Selected passage:
====
Fertility tree

Exultation is the going Of an inland soul to sea, Past the houses — past the headlands — Into deep eternity —

— Emily Dickinson

Welcome back, fellow saunterer. Thank you, thank you, for gracing me once more with your presence! After the first issue was sent last Sunday, a few more joined us. My heart is full. Welcome, welcome!

If you are reading this newsletter for the first time, I encourage you to check the inaugural issue. That issue sets the stage for this second issue and all future issues, providing a brief introduction to my life and an explanation of the rationale behind this newsletter’s format.

If reading another issue on top of this is a big choir (it is!), here’s the shorter version:

I am Vince Imbat, an ex-young pastor turn philosophy aficionado who loves to walk. This newsletter is The Long Walk, a weekly missive that shares artifacts I find in my walks—in geographic space and in what I call “the forest garden of my mind.” The newsletter mimics the rhythm of a walk, chronologically featuring “footprints” I leave throughout my studies and contemplations from Monday to Saturday. These footprints serve as archetypes for anyone in their own independent philosophical and contemplative journey.

For many of you, this is our second week walking together. The outdoors is waiting. There is a lot to cover. So wear your best footwear and bring some water. Let us begin to follow the footprints of the previous week’s walk.
====
Raw data:
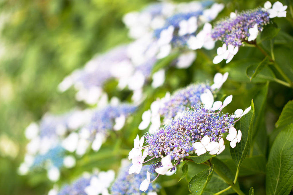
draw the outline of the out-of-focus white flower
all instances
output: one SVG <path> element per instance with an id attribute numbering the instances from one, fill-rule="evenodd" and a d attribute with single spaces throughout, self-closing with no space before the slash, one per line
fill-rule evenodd
<path id="1" fill-rule="evenodd" d="M 196 53 L 193 51 L 190 51 L 184 53 L 178 58 L 176 63 L 178 68 L 189 68 L 196 58 Z"/>
<path id="2" fill-rule="evenodd" d="M 165 80 L 165 70 L 161 69 L 155 73 L 152 76 L 153 82 L 151 86 L 154 88 L 161 86 Z"/>
<path id="3" fill-rule="evenodd" d="M 234 148 L 236 146 L 236 143 L 240 142 L 242 136 L 242 133 L 240 130 L 238 130 L 237 134 L 236 129 L 233 127 L 230 127 L 229 129 L 229 134 L 227 136 L 226 139 L 230 141 L 230 146 Z"/>
<path id="4" fill-rule="evenodd" d="M 216 73 L 214 77 L 214 84 L 211 86 L 212 89 L 214 90 L 220 88 L 227 80 L 229 75 L 229 73 L 228 72 L 225 73 L 224 75 L 222 75 L 220 73 Z"/>
<path id="5" fill-rule="evenodd" d="M 57 167 L 52 166 L 48 170 L 47 176 L 52 181 L 57 182 L 59 180 L 60 177 L 60 171 Z"/>
<path id="6" fill-rule="evenodd" d="M 32 139 L 38 136 L 39 133 L 39 126 L 34 122 L 30 123 L 25 128 L 25 135 L 28 139 Z"/>
<path id="7" fill-rule="evenodd" d="M 63 164 L 66 168 L 70 169 L 75 166 L 76 160 L 72 155 L 65 156 L 63 159 Z"/>
<path id="8" fill-rule="evenodd" d="M 181 20 L 179 23 L 178 35 L 183 36 L 194 32 L 197 29 L 197 19 L 195 16 L 190 17 L 187 20 Z"/>
<path id="9" fill-rule="evenodd" d="M 269 5 L 268 4 L 268 5 Z M 268 12 L 270 14 L 270 18 L 273 18 L 277 17 L 281 18 L 286 17 L 287 12 L 285 11 L 288 7 L 287 6 L 283 6 L 282 3 L 276 1 L 273 5 L 271 9 L 268 10 Z"/>
<path id="10" fill-rule="evenodd" d="M 119 117 L 115 119 L 115 125 L 113 129 L 115 131 L 118 131 L 122 129 L 125 123 L 126 118 L 125 115 L 122 114 Z"/>
<path id="11" fill-rule="evenodd" d="M 62 141 L 61 145 L 65 149 L 73 152 L 76 149 L 78 143 L 78 134 L 76 133 L 71 133 Z"/>
<path id="12" fill-rule="evenodd" d="M 172 47 L 171 44 L 165 45 L 160 48 L 159 53 L 157 55 L 157 58 L 161 59 L 166 57 L 171 52 Z"/>
<path id="13" fill-rule="evenodd" d="M 257 27 L 257 24 L 255 24 L 253 28 L 251 28 L 248 29 L 250 35 L 248 37 L 248 41 L 253 41 L 256 38 L 258 34 L 258 29 Z"/>

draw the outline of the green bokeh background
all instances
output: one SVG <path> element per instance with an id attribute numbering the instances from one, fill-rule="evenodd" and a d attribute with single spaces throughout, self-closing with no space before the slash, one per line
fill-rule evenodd
<path id="1" fill-rule="evenodd" d="M 226 6 L 215 20 L 228 15 L 235 9 L 241 11 L 262 6 L 265 1 L 219 1 Z M 286 4 L 290 3 L 289 1 L 280 1 Z M 57 90 L 58 84 L 65 76 L 75 69 L 83 67 L 97 53 L 130 42 L 127 37 L 127 30 L 122 21 L 122 16 L 130 11 L 139 10 L 150 3 L 157 2 L 147 0 L 1 1 L 0 136 L 7 136 L 17 144 L 19 151 L 15 158 L 3 154 L 0 156 L 0 194 L 44 194 L 52 188 L 53 184 L 47 179 L 44 171 L 25 176 L 17 174 L 17 169 L 23 161 L 28 142 L 24 130 L 31 122 L 39 120 L 46 112 L 61 113 L 76 106 L 85 108 L 86 105 L 74 100 L 73 89 L 60 94 Z M 291 17 L 288 12 L 287 15 L 287 18 Z M 276 18 L 275 21 L 282 31 L 293 35 L 289 20 Z M 217 46 L 219 46 L 220 43 L 217 44 Z M 243 48 L 234 60 L 251 55 L 254 51 L 252 49 Z M 163 87 L 155 90 L 150 89 L 149 92 L 154 95 L 151 96 L 152 99 L 149 99 L 144 104 L 146 109 L 155 98 L 163 96 L 167 91 L 172 92 L 191 82 L 205 81 L 207 79 L 212 80 L 215 73 L 226 65 L 224 63 L 214 65 L 211 63 L 211 57 L 215 55 L 215 49 L 203 51 L 199 51 L 197 58 L 191 67 L 187 70 L 170 68 Z M 261 60 L 263 58 L 258 52 L 253 56 Z M 114 90 L 112 85 L 108 83 L 105 87 L 110 97 Z M 248 107 L 254 93 L 263 85 L 227 82 L 225 85 L 228 89 L 226 92 L 233 94 L 234 101 L 225 111 L 231 113 L 235 107 Z M 269 133 L 273 131 L 274 122 L 285 104 L 292 99 L 292 95 L 291 89 L 275 83 L 270 84 L 268 108 L 264 119 Z M 131 124 L 138 126 L 143 110 L 132 119 L 134 122 Z M 131 140 L 139 131 L 137 126 L 128 127 L 129 130 L 135 130 L 133 132 L 130 130 L 125 132 Z M 124 129 L 127 128 L 127 125 Z M 127 151 L 125 153 L 111 153 L 105 159 L 103 157 L 109 151 L 112 152 L 113 147 L 119 147 L 120 145 L 117 143 L 125 145 L 125 148 L 130 148 L 131 146 L 115 137 L 117 135 L 112 135 L 101 151 L 86 155 L 78 162 L 78 166 L 73 170 L 63 171 L 59 184 L 73 179 L 84 171 L 90 171 L 93 167 L 106 170 L 109 167 L 105 165 L 109 161 L 117 162 L 110 167 L 117 170 L 120 159 L 126 156 Z M 114 143 L 116 147 L 113 146 Z M 265 152 L 265 149 L 264 151 Z M 196 173 L 197 171 L 195 172 Z M 193 172 L 190 171 L 188 174 Z M 249 190 L 253 184 L 254 188 L 255 186 L 256 194 L 264 194 L 262 192 L 265 189 L 264 177 L 264 174 L 260 174 L 241 178 L 243 184 L 241 187 L 244 190 Z M 165 184 L 166 186 L 172 186 L 174 181 L 165 181 L 169 182 Z M 174 187 L 177 194 L 183 194 L 187 190 L 186 182 L 180 183 Z M 175 194 L 171 192 L 174 191 L 172 187 L 167 187 L 164 190 L 167 194 Z M 258 194 L 258 191 L 260 194 Z M 163 194 L 163 192 L 162 193 Z"/>

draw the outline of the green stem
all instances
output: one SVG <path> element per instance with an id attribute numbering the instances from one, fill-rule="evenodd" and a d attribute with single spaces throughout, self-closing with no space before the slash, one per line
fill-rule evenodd
<path id="1" fill-rule="evenodd" d="M 223 190 L 222 190 L 222 191 L 219 191 L 219 192 L 218 192 L 217 193 L 216 193 L 216 194 L 214 194 L 214 195 L 219 195 L 219 194 L 222 194 L 223 192 L 225 192 L 226 191 L 227 191 L 227 190 L 228 190 L 229 189 L 230 189 L 230 188 L 231 188 L 232 187 L 232 186 L 229 186 L 227 188 L 225 188 L 225 189 L 224 189 Z"/>

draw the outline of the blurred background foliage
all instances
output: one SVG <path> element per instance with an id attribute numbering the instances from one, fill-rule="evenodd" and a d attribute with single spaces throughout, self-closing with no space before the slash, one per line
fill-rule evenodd
<path id="1" fill-rule="evenodd" d="M 224 3 L 226 6 L 215 20 L 228 15 L 235 10 L 239 11 L 262 6 L 265 1 L 218 1 Z M 292 3 L 291 1 L 280 1 L 287 5 Z M 43 194 L 52 187 L 52 184 L 47 179 L 44 172 L 33 175 L 21 176 L 17 174 L 16 170 L 23 160 L 25 146 L 28 141 L 24 136 L 24 129 L 31 121 L 39 120 L 46 112 L 61 113 L 76 106 L 85 108 L 86 106 L 83 103 L 74 100 L 73 89 L 60 94 L 57 90 L 57 85 L 65 76 L 75 69 L 82 67 L 96 54 L 131 41 L 127 37 L 127 30 L 122 21 L 123 15 L 130 11 L 139 10 L 147 4 L 156 2 L 157 1 L 149 0 L 1 1 L 0 194 Z M 274 20 L 282 31 L 292 35 L 293 29 L 290 20 L 292 16 L 289 12 L 288 11 L 287 20 L 278 18 Z M 290 47 L 293 38 L 287 36 L 286 44 Z M 219 46 L 220 43 L 217 44 L 215 48 Z M 129 119 L 124 131 L 120 133 L 125 134 L 124 137 L 133 140 L 137 134 L 142 132 L 138 130 L 137 127 L 141 121 L 142 113 L 148 108 L 157 97 L 161 97 L 166 91 L 172 92 L 191 82 L 205 81 L 207 79 L 211 81 L 216 73 L 223 72 L 228 68 L 223 69 L 226 66 L 223 62 L 217 65 L 212 63 L 212 59 L 216 53 L 215 49 L 211 51 L 198 50 L 197 58 L 190 68 L 179 70 L 171 68 L 167 73 L 166 80 L 163 87 L 156 89 L 146 89 L 149 95 L 142 106 L 143 108 L 137 114 Z M 232 62 L 248 56 L 260 60 L 264 58 L 255 48 L 243 47 Z M 235 65 L 237 65 L 237 64 Z M 111 94 L 111 92 L 114 90 L 116 84 L 110 82 L 106 85 L 105 90 L 109 93 L 109 97 L 114 95 Z M 228 79 L 224 84 L 225 91 L 222 89 L 222 92 L 223 94 L 232 94 L 234 100 L 223 111 L 231 113 L 234 111 L 234 108 L 248 107 L 251 99 L 255 98 L 265 85 L 264 82 L 255 83 Z M 260 145 L 263 148 L 257 150 L 260 152 L 255 151 L 256 154 L 261 154 L 259 153 L 261 152 L 267 156 L 267 146 L 269 144 L 263 137 L 266 137 L 266 132 L 269 134 L 273 132 L 275 122 L 282 108 L 292 96 L 292 89 L 275 83 L 270 83 L 268 106 L 265 117 L 260 125 L 262 134 L 259 134 L 260 137 L 256 139 L 258 140 L 257 142 L 263 141 L 258 143 L 262 143 Z M 122 139 L 119 134 L 113 134 L 99 152 L 86 155 L 78 161 L 76 167 L 73 170 L 64 170 L 60 183 L 72 179 L 84 170 L 90 171 L 93 167 L 107 170 L 109 168 L 109 165 L 107 166 L 109 161 L 116 160 L 118 162 L 110 167 L 117 170 L 119 166 L 118 160 L 126 156 L 128 152 L 127 150 L 124 152 L 118 151 L 117 149 L 121 145 L 126 145 L 123 147 L 128 149 L 131 148 L 131 146 L 128 145 L 128 144 Z M 4 149 L 5 147 L 1 146 L 1 143 L 7 146 L 11 143 L 9 141 L 13 142 L 14 145 L 17 146 L 14 148 L 14 153 L 7 153 Z M 229 153 L 228 150 L 226 150 L 226 151 Z M 222 155 L 224 158 L 224 155 Z M 187 177 L 189 179 L 205 168 L 193 168 L 192 166 L 188 172 Z M 181 175 L 181 172 L 178 172 L 177 177 Z M 243 182 L 241 183 L 244 184 L 242 185 L 244 185 L 241 187 L 248 193 L 247 189 L 249 190 L 253 183 L 256 194 L 264 194 L 264 175 L 261 172 L 256 176 L 243 175 L 244 177 L 239 179 Z M 175 194 L 174 191 L 178 194 L 188 193 L 187 181 L 183 180 L 174 185 L 178 179 L 176 176 L 172 177 L 170 178 L 162 177 L 160 178 L 162 181 L 164 179 L 167 180 L 164 182 L 161 194 Z M 258 194 L 258 191 L 260 194 Z"/>

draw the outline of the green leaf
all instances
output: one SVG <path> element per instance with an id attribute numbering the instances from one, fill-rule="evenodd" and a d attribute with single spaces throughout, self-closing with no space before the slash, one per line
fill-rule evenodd
<path id="1" fill-rule="evenodd" d="M 193 161 L 193 162 L 197 164 L 200 164 L 205 162 L 210 158 L 214 156 L 215 155 L 211 155 L 207 152 L 203 154 L 202 154 L 200 156 L 198 156 L 197 154 L 193 153 L 192 155 L 189 156 L 190 158 Z"/>
<path id="2" fill-rule="evenodd" d="M 186 163 L 183 165 L 183 166 L 182 166 L 182 175 L 181 176 L 180 179 L 179 180 L 179 181 L 185 177 L 185 175 L 187 174 L 188 172 L 188 165 L 187 164 L 187 163 L 186 162 Z M 178 181 L 179 182 L 179 181 Z"/>
<path id="3" fill-rule="evenodd" d="M 237 143 L 234 148 L 230 147 L 230 153 L 236 164 L 237 171 L 239 170 L 241 163 L 246 157 L 250 147 L 254 119 L 254 106 L 253 101 L 251 100 L 251 109 L 242 117 L 234 126 L 237 131 L 240 130 L 242 133 L 241 140 L 239 143 Z"/>
<path id="4" fill-rule="evenodd" d="M 274 142 L 266 168 L 267 195 L 287 195 L 293 185 L 293 124 L 285 128 Z"/>
<path id="5" fill-rule="evenodd" d="M 280 30 L 280 28 L 277 28 L 271 26 L 265 28 L 261 33 L 261 40 L 260 42 L 273 39 L 278 35 Z"/>
<path id="6" fill-rule="evenodd" d="M 269 62 L 269 57 L 267 56 L 257 66 L 253 64 L 248 66 L 246 69 L 246 75 L 248 78 L 251 81 L 251 79 L 255 78 L 258 74 L 261 72 Z"/>
<path id="7" fill-rule="evenodd" d="M 254 190 L 253 188 L 251 187 L 251 188 L 249 190 L 249 192 L 248 193 L 248 195 L 254 195 Z"/>
<path id="8" fill-rule="evenodd" d="M 170 64 L 172 61 L 178 57 L 179 55 L 178 52 L 175 52 L 171 54 L 164 58 L 158 61 L 156 63 L 151 70 L 152 73 L 157 72 L 160 69 L 163 68 L 165 66 Z"/>
<path id="9" fill-rule="evenodd" d="M 251 81 L 245 73 L 247 67 L 254 65 L 256 68 L 260 62 L 260 61 L 258 59 L 251 58 L 233 61 L 229 63 L 222 71 L 229 72 L 229 79 L 236 82 L 257 83 L 265 83 L 268 80 L 274 80 L 276 76 L 268 66 L 265 66 Z"/>
<path id="10" fill-rule="evenodd" d="M 144 159 L 144 161 L 148 161 L 153 157 L 154 156 L 146 156 L 146 157 Z M 142 164 L 143 165 L 143 166 L 144 166 L 145 165 L 151 165 L 156 163 L 158 163 L 159 162 L 161 162 L 161 158 L 157 158 L 155 157 L 149 161 L 148 161 L 146 163 L 144 163 L 143 164 Z"/>
<path id="11" fill-rule="evenodd" d="M 214 166 L 205 169 L 193 176 L 189 182 L 188 189 L 193 195 L 201 195 L 213 175 Z"/>
<path id="12" fill-rule="evenodd" d="M 293 100 L 289 101 L 284 106 L 276 123 L 276 127 L 293 122 Z"/>

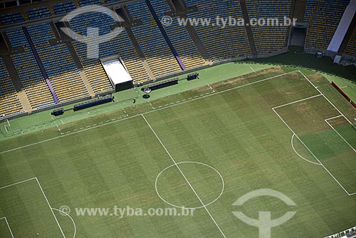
====
Work to complete:
1. Restate the stretch from "If you are reading" through "this newsletter’s format." in the newsletter introduction, with "newsletter" renamed as "bulletin".
2. Write what comes next in the newsletter introduction, picking up after its last sentence.
The records were gathered from a separate source.

Task responses:
1.
If you are reading this bulletin for the first time, I encourage you to check the inaugural issue. That issue sets the stage for this second issue and all future issues, providing a brief introduction to my life and an explanation of the rationale behind this bulletin’s format.

2.
The Long Walk: October 10 to 15, 2022

October 10, Monday

Have I told you about henry bugbee? Oh, you must know about Henry Bugbee. We both share a love of henry david thoreau, and among all the candidates for being Thoreau’s heir, I think he is the closest, at least in terms of resonance. annie dillard could be the closest modern Thoreau in terms of writing style (she’s the only one I’ve read who could really pull it off!). But Bugbee’s life is closer to Thoreau, and for me, that is more important.

Bugbee, like Thoreau, was committed to a philosophical-spiritual life. He is a “professional philosopher” trained in the academe (unlike Thoreau, who was largely self-taught). And yet he saw philosophy like Thoreau did. To him, philosophy was not an impersonal discipline preoccupied with arguments and opinions. He saw philosophy as an exploration of his life in the context of other lives and sentient beings in nature.

Living philosophically to him took prior importance over professional success, and because of that, he was denied tenure at Harvard. His philosophical life rejected the publish-or-perish aphorism of the academe. He refused to write strictly academic essays and was never interested in treating his writing like a conveyor belt, a model that most of his peers followed. In fact, this is an area where he clearly surpassed Thoreau. If Thoreau published very little (just two books and a few works published posthumously), Bugbee almost published nothing. His only book was The Inward Morning, a relatively obscure book that presents Bugbee’s philosophical thoughts in journal form. What did he do when he was not writing? Well, living, of course.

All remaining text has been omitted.